Referring expression pointing data
+--

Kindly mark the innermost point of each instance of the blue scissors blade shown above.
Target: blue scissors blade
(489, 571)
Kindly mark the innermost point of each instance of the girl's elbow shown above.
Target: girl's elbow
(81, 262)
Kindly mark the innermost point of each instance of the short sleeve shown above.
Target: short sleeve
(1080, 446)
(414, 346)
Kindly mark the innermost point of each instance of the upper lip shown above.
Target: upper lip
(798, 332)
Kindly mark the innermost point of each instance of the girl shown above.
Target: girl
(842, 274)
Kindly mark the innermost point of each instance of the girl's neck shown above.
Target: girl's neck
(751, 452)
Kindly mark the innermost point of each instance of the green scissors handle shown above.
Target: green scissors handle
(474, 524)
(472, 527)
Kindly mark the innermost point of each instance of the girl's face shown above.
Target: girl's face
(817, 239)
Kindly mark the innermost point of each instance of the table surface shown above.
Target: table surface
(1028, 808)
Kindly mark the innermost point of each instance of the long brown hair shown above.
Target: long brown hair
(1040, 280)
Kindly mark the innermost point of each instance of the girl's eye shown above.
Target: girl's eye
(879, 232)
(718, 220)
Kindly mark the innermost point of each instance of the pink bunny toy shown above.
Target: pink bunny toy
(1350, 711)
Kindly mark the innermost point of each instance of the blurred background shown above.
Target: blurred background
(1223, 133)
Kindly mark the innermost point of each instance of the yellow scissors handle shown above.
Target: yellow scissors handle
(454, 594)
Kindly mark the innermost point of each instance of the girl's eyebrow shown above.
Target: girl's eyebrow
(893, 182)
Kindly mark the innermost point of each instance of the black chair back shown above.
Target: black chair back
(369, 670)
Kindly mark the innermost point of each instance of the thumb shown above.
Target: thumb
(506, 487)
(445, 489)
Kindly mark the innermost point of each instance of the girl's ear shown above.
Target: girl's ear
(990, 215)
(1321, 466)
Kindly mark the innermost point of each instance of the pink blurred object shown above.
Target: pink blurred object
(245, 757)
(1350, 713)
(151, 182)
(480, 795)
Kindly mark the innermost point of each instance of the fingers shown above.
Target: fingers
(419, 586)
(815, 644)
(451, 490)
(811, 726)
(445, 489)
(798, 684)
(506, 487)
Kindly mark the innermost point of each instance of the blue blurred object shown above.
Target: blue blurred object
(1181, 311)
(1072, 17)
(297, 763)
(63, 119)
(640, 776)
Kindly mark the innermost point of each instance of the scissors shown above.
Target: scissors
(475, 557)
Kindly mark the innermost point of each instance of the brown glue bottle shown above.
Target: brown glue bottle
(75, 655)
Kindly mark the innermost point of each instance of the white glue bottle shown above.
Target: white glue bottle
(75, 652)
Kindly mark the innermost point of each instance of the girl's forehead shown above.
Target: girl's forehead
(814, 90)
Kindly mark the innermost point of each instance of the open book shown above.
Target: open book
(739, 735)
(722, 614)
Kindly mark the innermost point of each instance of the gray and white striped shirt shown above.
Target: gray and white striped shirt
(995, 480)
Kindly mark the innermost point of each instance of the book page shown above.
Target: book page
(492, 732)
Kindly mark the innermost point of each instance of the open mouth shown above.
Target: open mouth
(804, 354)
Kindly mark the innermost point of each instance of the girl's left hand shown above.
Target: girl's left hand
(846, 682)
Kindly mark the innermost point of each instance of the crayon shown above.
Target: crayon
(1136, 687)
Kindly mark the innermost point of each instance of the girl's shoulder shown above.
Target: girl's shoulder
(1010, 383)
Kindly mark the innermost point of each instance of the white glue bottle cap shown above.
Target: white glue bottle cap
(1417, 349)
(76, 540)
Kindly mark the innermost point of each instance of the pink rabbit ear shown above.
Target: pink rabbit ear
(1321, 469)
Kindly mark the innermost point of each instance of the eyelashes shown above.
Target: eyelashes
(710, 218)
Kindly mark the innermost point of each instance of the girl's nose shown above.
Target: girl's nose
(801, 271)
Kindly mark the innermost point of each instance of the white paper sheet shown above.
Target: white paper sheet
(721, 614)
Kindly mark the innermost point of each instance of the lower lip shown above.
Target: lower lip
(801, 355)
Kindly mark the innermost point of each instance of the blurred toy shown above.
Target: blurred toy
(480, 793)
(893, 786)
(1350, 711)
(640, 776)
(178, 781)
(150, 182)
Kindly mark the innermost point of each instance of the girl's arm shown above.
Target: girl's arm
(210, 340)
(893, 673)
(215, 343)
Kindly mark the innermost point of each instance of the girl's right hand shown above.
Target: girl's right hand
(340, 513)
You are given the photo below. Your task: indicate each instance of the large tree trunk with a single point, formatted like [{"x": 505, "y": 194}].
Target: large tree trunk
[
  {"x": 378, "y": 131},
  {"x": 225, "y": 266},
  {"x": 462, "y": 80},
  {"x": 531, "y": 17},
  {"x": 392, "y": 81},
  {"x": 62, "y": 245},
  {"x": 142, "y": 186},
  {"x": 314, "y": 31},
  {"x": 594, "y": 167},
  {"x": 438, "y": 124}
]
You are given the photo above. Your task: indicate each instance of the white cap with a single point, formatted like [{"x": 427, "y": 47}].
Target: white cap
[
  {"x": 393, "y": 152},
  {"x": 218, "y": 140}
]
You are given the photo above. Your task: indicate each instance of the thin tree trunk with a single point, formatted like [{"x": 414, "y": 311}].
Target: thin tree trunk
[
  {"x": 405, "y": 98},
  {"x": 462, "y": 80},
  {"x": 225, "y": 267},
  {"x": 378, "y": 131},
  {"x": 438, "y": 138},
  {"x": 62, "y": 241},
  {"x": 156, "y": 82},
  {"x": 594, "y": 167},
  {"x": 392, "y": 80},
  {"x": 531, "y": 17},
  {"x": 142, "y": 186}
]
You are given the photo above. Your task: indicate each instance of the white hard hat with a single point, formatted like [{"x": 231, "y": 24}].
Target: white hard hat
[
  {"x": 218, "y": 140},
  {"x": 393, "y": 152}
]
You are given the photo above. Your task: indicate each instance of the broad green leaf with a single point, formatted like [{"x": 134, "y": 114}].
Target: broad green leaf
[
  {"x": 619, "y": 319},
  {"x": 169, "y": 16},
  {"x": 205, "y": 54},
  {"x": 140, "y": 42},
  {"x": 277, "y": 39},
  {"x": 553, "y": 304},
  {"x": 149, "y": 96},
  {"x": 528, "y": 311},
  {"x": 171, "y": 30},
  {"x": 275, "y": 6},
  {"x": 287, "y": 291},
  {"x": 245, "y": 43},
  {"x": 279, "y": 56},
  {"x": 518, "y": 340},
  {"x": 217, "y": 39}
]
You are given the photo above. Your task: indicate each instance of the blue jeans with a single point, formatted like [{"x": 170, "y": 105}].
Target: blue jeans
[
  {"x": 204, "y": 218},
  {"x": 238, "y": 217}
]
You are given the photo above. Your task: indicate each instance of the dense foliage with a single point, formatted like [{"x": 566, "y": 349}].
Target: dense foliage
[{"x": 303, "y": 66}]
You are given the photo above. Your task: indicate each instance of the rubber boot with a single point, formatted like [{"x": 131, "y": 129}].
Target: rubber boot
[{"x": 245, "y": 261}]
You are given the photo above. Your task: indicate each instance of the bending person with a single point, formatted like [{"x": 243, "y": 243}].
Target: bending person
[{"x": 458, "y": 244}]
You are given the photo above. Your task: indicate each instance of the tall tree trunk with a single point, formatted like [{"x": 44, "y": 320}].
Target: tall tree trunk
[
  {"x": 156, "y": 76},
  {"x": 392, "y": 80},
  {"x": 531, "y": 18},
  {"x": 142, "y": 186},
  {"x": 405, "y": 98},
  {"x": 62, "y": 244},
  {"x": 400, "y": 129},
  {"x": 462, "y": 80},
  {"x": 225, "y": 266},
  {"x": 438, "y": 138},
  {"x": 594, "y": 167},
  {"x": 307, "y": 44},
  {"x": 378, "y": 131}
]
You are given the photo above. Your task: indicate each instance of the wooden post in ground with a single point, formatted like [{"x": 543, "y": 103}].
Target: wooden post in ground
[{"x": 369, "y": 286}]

+--

Beginning at the top of the data, please return every line until and including the line containing "Kindly mark the innermost point of each instance of the upper", copied exactly, and nothing past it.

Kindly mark the innermost point of each instance of the blue scissors blade shown above.
Target: blue scissors blade
(489, 571)
Kindly mark the innermost point of each instance of the girl's elbow shown above.
Target: girl's elbow
(81, 262)
Kindly mark the innermost point of each instance of the short sleeve shown above.
Target: short sleeve
(1080, 446)
(414, 346)
Kindly mark the innermost point of each instance of the upper lip shown above.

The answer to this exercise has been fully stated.